**Exercises to complete:**
1. In the album entry, copy everything from "Singles from Fearless" down to "January 8, 2013." word for word.
2. Answer these from the album entry:
(a) In which months was the album recorded?
(b) Who produced it?
(c) With whose support was it released?
3. Turn the paragraph of the album entry that begins "An Uncertain Collision is the second" into a short list that keeps its main facts.

**Text to read:**
Studio album by Acrania
- Released: 20 October 2012
- Recorded: June–July 2012
- Studio: Various Circo Volador Studios (Mexico City, Mexico); Evolution Studios (Irapuato, Mexico); ;
- Genre: Progressive metal; Latin metal; technical death metal; avant-garde metal;
- Length: 40:56
- Label: Acrania
- Producer: Johnny Chavez

Acrania chronology
| Unbreakable Fury (2010) | An Uncertain Collision (2012) | Fearless (2015) |

Singles from Fearless
- "Treason, Politics & Death" Released: 8 January 2013;

= An Uncertain Collision =

An Uncertain Collision is the second studio album by Mexican progressive metal and Latin metal band Acrania, released on October 20, 2012 with the support of Mexico's Council for Culture and Arts. A music video was released for the album's first single "Treason, Politics & Death" on January 8, 2013.

**Dataset records:**
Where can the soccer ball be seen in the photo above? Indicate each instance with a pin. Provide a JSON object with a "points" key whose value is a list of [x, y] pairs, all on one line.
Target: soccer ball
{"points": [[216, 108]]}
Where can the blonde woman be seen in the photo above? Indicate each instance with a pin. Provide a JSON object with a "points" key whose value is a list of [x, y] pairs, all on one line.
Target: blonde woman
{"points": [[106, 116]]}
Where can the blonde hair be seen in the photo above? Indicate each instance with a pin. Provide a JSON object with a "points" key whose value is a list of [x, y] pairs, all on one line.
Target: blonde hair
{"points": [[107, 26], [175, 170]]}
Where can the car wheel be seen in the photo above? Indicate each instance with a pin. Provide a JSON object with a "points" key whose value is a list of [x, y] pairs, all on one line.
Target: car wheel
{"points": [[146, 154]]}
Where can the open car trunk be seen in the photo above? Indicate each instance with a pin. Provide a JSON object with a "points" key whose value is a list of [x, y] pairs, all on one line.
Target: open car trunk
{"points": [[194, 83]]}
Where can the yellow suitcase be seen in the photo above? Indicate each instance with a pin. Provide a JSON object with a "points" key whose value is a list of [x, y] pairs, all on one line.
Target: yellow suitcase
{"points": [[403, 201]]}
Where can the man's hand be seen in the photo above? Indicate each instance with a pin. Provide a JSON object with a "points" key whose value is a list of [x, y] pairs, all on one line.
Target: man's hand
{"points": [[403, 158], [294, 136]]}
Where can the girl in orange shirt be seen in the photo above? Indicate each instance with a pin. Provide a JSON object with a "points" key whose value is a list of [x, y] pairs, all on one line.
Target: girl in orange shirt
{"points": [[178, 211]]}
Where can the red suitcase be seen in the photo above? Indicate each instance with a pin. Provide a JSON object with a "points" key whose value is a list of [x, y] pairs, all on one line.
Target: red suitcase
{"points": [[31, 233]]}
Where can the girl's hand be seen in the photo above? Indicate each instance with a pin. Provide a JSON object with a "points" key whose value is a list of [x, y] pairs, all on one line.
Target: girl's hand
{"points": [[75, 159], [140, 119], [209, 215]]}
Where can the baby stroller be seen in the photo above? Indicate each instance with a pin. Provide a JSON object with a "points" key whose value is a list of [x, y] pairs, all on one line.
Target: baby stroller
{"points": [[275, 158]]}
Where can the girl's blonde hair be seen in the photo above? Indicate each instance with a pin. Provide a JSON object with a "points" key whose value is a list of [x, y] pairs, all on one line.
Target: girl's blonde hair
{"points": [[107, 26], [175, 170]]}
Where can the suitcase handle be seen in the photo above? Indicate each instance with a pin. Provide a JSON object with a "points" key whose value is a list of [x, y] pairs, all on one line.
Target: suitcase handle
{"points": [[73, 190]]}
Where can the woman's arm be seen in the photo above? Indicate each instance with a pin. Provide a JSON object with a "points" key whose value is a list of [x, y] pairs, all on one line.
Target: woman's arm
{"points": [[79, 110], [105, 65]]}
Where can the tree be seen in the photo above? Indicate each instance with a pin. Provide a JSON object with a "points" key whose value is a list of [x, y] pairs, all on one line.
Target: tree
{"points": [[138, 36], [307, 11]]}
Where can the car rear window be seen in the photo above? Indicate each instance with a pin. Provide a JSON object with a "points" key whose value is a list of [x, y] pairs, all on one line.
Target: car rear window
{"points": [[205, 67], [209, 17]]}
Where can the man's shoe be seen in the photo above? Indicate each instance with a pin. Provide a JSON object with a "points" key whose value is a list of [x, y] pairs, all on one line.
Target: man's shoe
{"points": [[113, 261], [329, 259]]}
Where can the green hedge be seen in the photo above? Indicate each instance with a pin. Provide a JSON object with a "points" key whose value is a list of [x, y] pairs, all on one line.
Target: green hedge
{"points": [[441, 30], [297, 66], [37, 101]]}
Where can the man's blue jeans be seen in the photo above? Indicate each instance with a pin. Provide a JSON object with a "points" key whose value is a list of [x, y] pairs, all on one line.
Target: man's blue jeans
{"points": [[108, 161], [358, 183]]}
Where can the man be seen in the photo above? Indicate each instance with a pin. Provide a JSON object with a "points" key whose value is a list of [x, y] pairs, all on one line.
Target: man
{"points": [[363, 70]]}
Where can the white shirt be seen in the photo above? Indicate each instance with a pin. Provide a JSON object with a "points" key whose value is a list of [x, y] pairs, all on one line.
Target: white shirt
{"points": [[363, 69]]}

* * *

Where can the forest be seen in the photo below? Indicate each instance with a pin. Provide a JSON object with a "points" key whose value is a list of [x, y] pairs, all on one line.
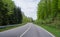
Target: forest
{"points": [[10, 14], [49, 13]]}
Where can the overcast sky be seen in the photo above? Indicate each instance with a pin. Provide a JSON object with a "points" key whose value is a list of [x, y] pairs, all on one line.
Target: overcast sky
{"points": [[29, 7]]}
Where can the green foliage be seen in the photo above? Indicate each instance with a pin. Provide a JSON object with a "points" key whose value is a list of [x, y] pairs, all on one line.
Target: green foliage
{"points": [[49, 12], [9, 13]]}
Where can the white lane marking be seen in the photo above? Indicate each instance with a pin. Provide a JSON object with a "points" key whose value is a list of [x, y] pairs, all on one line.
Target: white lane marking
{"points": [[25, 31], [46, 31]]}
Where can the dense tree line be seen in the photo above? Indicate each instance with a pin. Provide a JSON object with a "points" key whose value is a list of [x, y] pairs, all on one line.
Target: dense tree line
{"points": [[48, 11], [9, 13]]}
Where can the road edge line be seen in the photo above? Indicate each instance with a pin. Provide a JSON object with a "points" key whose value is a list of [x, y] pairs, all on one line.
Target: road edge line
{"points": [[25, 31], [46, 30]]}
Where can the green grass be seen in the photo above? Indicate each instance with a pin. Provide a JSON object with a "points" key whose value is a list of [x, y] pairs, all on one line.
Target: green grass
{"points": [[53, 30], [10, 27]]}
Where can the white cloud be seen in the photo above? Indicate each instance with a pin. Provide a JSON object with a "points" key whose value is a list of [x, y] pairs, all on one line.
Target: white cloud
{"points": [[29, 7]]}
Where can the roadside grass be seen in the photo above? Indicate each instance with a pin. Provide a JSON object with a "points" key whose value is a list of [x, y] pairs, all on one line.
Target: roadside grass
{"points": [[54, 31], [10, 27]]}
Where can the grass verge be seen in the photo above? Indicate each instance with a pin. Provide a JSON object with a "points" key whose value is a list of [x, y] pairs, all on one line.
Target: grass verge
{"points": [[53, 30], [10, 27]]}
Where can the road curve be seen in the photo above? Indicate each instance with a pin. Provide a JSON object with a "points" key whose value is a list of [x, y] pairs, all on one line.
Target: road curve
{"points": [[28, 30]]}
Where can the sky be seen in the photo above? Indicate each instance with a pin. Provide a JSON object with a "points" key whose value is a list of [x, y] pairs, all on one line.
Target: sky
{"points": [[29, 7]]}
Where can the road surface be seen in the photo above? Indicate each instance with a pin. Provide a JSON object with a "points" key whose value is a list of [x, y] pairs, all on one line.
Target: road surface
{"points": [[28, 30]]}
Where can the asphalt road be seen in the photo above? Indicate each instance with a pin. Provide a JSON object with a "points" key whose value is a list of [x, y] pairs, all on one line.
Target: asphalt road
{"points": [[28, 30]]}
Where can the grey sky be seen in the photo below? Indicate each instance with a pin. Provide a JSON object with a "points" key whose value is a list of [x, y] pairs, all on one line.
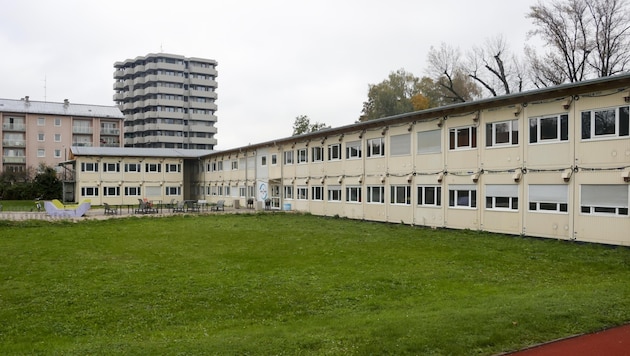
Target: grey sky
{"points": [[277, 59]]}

**The answers:**
1.
Singles from Fearless
- "Treason, Politics & Death" Released: 8 January 2013;

= An Uncertain Collision =

An Uncertain Collision is the second studio album by Mexican progressive metal and Latin metal band Acrania, released on October 20, 2012 with the support of Mexico's Council for Culture and Arts. A music video was released for the album's first single "Treason, Politics & Death" on January 8, 2013.

2.
(a) June–July 2012
(b) Johnny Chavez
(c) Mexico's Council for Culture and Arts

3.
- An Uncertain Collision is the second studio album by Acrania, a Mexican progressive metal and Latin metal band.
- It was released on October 20, 2012, with support from Mexico's Council for Culture and Arts.
- A music video for the first single, "Treason, Politics & Death," came out on January 8, 2013.